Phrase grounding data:
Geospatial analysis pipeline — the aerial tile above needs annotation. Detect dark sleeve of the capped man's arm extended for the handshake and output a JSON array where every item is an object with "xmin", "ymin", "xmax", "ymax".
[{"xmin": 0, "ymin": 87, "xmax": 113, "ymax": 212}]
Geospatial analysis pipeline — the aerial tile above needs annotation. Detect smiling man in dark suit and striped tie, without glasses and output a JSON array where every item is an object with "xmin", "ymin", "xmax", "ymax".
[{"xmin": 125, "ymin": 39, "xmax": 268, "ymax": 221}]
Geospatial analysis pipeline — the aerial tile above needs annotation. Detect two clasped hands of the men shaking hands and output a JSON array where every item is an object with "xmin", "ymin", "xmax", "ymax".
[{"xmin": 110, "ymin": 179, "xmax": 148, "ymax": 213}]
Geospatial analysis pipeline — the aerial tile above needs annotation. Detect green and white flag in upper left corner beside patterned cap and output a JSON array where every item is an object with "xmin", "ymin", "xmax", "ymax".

What to produce:
Reproduce the records above in full and with exact wording.

Exercise response:
Geospatial analysis pipeline — the aerial tile above needs annotation. Detect dark sleeve of the capped man's arm extended for the handshake and output a JSON array where every item is an object with "xmin", "ymin", "xmax", "ymax".
[{"xmin": 0, "ymin": 87, "xmax": 113, "ymax": 212}]
Geospatial analysis pipeline — the aerial tile above needs annotation. Detect smiling man in dark suit and striped tie, without glasses and output a JSON array where every item is an object with "xmin", "ymin", "xmax", "ymax".
[{"xmin": 125, "ymin": 39, "xmax": 268, "ymax": 221}]
Geospatial analysis pipeline — the aerial tile above needs annotation. Detect two clasped hands of the men shaking hands and output a JSON array where every item is an object with "xmin", "ymin", "xmax", "ymax".
[{"xmin": 110, "ymin": 179, "xmax": 148, "ymax": 213}]
Geospatial analysis pipeline — the aerial tile above needs annotation. Detect green and white flag in upper left corner beside patterned cap and output a JSON array where every item is an object with "xmin", "ymin", "xmax", "ymax".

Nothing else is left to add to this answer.